* _CHECK YOUR UNDERSTANDING_
1 > Decide whether each statement below agrees with the activity description. Answer yes or no for each, and quote the words of the activity description that settle it.
(a) The activity is based on chapters 11–15 of the eighth edition of Brain Facts.
(b) Students must work alone to reach a diagnosis.
(c) The symptoms of the described disorder always appear right after the traumatic event.
2 > Rewrite part of the activity description, putting "clients" in place of every "patients". Begin at the words "Neurologists and psychiatrists" and stop after "the evidence provided.".

Neurologists and psychiatrists work every day to diagnose patients. One way they do this is by observing patients and asking them to describe their symptoms. In this activity, students will fill the role of a neurologist trying to diagnose a disease or disorder based on the evidence provided.
After studying the provided materials on diseases and disorders in the eighth edition of Brain Facts, students will investigate the symptoms of an unnamed disease using a handful of clues. Students will sift through their knowledge of neurodegenerative diseases, injury, and psychiatric disorders to eliminate wrong answers and solve the mystery.
This activity is based on chapters 11–15 (pages 71–104) of the eighth edition of Brain Facts. Encourage students to read the chapters during class time or on their own to study for the Guess the Disorder Quiz.
- Provide your student with the “Disorder Clues” prompt.
- Ask your students to read the prompt and use the information they learned from the Brain Facts book to determine the diagnosis. This can be done individually or as a group.
After your students have completed the quiz, ask them to share their answers with the class. Ask each student or group to give their rationale as to why they chose the diagnosis they did.
This disorder can develop after a person experiences a harrowing, traumatic event such as military combat, a natural disaster, a terrorist attack, a serious accident, or physical or sexual assault. This disorder can arise quickly after the distressing event, but sometimes it can take months to years for symptoms to emerge.
- Flashbacks and nightmares
- Intrusive memories of the event
- Hyperarousal — feeling on edge and/or angry
- Memory loss
- Feelings of blame or guilt
- Decreased interest in everyday activities
Neuroscientists have discovered physiological changes in people with this disorder. These changes include increased heart rate and heightened electrical sensitivity throughout the skin and on the face in response to audio or video triggers of traumatic scenes like gunfire or other violence. Simply recalling the initial traumatic event can also bring on these symptoms. Another hallmark of this disorder is shallow sleep with increased periods of rapid eye movement, which can lead to sleep deprivation over time.

* _SOURCE DATA_
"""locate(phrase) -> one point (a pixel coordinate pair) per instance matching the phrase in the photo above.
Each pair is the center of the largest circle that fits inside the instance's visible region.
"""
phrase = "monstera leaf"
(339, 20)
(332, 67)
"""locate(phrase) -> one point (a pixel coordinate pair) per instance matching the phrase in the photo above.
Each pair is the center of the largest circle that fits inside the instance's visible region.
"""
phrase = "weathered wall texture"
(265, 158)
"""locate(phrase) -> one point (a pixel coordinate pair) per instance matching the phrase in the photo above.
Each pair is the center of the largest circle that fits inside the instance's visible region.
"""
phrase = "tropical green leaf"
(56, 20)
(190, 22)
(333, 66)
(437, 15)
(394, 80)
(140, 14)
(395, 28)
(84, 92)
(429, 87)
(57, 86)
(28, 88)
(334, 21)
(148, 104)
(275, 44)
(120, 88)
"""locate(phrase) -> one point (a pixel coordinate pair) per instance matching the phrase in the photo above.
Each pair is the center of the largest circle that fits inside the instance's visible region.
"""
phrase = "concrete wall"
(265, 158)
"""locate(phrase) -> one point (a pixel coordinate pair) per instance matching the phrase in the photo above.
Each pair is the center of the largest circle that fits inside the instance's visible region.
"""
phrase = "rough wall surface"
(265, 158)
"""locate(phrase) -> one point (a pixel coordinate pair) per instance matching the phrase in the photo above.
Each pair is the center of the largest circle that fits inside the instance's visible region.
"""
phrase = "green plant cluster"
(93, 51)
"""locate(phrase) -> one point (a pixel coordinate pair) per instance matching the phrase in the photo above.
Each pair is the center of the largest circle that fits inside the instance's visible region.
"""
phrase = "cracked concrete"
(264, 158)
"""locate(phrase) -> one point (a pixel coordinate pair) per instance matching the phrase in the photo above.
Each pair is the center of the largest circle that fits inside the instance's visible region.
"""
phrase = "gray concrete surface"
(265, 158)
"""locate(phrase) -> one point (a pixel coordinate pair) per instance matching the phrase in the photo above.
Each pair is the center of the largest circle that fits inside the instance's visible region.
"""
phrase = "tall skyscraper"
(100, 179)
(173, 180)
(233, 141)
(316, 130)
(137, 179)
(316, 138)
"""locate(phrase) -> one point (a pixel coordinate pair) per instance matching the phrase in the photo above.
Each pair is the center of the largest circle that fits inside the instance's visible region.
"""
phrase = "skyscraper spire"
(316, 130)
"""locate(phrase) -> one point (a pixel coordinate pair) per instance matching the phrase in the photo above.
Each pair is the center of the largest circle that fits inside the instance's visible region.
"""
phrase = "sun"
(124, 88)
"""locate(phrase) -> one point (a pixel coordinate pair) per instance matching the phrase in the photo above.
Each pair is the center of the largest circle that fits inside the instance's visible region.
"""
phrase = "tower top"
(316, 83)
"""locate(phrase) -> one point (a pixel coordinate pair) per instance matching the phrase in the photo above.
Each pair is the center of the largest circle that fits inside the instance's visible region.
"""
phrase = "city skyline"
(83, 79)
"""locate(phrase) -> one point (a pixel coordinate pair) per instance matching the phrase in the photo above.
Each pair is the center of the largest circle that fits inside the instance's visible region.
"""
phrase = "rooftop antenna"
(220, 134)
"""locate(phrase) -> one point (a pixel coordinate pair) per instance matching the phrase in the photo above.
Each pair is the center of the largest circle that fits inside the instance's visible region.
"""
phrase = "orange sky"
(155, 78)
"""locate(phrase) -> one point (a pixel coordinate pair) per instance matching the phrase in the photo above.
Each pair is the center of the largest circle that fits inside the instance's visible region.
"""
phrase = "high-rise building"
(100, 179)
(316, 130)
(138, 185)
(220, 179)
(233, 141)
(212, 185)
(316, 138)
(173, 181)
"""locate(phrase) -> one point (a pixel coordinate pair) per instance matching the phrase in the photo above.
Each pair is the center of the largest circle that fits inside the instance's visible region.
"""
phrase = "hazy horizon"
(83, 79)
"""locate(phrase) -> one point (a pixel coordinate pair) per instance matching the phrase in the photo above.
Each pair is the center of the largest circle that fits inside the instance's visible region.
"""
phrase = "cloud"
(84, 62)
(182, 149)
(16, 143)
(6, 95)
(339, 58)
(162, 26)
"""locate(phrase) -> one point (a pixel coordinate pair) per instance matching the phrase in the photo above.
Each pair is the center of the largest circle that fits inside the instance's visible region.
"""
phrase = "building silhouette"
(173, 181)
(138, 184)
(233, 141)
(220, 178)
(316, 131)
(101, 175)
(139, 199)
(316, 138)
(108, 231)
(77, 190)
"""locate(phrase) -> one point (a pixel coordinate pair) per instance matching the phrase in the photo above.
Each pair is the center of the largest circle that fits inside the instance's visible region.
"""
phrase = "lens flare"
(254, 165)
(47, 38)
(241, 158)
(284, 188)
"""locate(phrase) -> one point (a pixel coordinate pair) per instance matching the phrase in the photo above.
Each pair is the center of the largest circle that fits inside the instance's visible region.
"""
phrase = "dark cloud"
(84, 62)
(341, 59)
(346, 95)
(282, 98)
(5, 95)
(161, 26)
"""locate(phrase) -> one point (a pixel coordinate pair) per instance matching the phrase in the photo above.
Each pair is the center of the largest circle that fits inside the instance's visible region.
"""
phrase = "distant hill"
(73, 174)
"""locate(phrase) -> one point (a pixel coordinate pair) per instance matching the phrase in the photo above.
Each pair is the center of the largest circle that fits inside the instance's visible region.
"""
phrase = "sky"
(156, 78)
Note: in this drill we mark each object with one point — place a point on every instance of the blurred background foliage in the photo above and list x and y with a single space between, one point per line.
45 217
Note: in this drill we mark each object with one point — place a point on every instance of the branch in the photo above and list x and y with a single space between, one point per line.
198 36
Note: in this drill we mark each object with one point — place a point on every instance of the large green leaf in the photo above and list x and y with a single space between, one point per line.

* _ANSWERS TO EACH TASK_
1 >
(a) Yes: "This activity is based on chapters 11–15 (pages 71–104) of the eighth edition of Brain Facts."
(b) No: "This can be done individually or as a group."
(c) No: "sometimes it can take months to years for symptoms to emerge."

2 >
Neurologists and psychiatrists work every day to diagnose clients. One way they do this is by observing clients and asking them to describe their symptoms. In this activity, students will fill the role of a neurologist trying to diagnose a disease or disorder based on the evidence provided.